━━ EXCERPTED RECORDS ━━
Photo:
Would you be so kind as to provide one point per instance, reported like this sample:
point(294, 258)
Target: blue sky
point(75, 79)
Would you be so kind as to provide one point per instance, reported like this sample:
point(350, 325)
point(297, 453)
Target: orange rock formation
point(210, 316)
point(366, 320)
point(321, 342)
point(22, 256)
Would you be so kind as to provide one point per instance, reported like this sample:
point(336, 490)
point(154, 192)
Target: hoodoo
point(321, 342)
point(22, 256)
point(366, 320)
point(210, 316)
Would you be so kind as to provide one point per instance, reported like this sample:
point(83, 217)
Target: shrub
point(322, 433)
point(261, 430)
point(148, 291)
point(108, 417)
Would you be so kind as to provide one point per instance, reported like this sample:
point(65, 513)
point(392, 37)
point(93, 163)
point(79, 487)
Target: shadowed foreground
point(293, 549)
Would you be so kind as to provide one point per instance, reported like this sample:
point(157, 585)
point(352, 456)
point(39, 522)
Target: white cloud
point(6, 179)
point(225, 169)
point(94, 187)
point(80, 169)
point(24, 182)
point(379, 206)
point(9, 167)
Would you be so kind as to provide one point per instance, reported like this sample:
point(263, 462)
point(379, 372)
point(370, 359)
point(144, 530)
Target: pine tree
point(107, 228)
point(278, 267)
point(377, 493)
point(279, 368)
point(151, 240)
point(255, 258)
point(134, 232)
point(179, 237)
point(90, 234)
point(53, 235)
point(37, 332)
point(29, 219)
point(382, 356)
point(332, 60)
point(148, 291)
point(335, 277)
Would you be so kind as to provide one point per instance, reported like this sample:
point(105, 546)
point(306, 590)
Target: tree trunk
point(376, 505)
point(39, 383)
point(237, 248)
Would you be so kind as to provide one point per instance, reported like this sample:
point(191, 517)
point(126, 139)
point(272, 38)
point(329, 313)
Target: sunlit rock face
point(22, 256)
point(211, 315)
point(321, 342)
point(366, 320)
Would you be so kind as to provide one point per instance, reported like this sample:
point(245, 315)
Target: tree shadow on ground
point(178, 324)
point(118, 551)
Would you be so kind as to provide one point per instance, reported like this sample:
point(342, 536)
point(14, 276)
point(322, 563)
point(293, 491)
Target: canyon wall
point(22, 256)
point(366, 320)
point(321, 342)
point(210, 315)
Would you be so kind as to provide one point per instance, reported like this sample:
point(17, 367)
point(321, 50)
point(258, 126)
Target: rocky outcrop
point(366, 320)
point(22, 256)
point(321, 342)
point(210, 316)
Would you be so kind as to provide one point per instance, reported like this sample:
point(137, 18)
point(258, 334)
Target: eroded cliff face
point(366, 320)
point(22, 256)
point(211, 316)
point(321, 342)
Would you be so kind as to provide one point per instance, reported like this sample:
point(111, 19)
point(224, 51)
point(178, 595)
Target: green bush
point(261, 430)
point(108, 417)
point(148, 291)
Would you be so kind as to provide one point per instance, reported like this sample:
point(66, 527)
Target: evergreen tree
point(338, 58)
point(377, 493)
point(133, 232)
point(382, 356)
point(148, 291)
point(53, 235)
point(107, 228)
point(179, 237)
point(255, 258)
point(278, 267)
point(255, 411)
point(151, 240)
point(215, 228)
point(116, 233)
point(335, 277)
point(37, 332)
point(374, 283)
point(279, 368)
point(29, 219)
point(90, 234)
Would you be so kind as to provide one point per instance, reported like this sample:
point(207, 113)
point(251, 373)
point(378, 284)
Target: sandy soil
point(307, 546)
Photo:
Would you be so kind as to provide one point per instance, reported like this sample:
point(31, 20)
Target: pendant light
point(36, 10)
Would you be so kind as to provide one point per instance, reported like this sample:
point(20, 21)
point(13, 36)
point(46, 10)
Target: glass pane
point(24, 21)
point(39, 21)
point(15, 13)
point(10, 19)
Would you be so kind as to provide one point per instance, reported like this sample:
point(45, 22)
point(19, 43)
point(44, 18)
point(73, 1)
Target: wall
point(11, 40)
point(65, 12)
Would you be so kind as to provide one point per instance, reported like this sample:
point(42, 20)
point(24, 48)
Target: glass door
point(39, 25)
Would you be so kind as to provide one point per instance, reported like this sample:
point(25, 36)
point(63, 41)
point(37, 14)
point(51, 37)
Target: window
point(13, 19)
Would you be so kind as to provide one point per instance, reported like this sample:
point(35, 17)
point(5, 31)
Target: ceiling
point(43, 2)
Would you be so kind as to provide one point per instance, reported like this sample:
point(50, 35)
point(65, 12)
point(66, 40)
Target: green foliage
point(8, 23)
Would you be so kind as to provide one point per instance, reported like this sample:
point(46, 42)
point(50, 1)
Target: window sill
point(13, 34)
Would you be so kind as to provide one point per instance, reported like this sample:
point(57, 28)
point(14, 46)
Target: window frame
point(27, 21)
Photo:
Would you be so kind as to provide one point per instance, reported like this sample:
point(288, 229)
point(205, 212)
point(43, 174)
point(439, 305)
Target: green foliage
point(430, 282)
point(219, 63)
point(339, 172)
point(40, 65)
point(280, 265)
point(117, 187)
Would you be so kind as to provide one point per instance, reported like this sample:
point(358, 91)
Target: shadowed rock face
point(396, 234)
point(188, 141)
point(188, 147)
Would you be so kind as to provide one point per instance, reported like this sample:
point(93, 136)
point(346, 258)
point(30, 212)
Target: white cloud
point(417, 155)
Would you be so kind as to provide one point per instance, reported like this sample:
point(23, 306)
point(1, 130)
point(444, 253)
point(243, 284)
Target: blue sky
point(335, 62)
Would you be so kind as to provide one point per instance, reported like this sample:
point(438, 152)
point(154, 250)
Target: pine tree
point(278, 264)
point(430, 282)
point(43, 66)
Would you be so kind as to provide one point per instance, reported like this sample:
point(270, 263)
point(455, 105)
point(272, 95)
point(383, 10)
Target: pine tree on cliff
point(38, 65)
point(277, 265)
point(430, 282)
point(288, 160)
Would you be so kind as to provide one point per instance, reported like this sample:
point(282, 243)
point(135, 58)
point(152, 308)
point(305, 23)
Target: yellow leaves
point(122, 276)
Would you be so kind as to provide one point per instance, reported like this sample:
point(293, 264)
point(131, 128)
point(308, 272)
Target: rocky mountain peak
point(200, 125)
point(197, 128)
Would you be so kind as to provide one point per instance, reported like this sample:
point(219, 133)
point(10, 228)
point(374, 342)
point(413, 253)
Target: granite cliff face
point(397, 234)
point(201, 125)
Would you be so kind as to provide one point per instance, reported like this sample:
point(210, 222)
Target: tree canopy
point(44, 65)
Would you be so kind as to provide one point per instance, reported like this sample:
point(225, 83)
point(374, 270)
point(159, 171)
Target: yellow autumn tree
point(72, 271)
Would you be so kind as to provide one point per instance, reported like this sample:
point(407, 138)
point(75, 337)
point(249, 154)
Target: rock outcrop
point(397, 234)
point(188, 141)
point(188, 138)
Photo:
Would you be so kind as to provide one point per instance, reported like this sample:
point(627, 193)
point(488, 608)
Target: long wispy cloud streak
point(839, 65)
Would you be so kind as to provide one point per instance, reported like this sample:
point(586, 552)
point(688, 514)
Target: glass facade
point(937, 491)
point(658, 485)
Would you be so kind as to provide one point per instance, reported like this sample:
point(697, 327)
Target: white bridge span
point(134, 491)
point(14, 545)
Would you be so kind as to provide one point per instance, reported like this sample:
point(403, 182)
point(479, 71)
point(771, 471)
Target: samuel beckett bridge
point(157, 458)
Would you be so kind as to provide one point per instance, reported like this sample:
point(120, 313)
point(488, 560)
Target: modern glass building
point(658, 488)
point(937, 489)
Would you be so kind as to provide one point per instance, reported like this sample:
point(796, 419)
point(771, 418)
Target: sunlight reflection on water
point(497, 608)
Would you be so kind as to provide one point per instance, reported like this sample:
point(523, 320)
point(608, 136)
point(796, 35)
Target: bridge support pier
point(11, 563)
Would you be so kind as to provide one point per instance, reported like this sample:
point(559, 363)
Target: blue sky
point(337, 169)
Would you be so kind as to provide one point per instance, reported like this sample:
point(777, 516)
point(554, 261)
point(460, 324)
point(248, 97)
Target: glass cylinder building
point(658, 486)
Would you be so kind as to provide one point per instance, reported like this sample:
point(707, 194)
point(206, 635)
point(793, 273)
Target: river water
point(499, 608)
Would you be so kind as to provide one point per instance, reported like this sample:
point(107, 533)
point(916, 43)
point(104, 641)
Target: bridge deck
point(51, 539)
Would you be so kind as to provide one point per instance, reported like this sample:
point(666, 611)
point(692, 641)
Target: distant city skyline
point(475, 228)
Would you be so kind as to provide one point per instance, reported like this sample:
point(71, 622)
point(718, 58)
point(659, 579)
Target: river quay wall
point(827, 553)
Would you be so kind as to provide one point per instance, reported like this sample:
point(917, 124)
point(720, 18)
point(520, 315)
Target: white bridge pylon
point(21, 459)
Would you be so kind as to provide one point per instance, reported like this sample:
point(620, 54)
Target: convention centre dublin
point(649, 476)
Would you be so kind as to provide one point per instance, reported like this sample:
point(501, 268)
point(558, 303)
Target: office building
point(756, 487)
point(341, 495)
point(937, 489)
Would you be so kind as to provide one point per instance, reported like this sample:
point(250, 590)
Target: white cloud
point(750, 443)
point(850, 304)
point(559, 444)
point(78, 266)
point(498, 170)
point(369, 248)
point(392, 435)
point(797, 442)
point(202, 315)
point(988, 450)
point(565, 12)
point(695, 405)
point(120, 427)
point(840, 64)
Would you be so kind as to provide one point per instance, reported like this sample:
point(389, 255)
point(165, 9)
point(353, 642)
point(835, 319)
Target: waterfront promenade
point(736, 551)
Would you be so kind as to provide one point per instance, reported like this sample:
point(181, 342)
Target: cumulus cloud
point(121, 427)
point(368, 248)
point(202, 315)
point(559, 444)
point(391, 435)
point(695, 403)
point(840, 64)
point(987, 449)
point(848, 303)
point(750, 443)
━━━
EXERCISE INSTRUCTIONS: Which lines in the records above contain the string "shadowed", with case counting? Copy each one.

TASK OUTPUT:
Target: shadowed foreground
Target: shadowed rock face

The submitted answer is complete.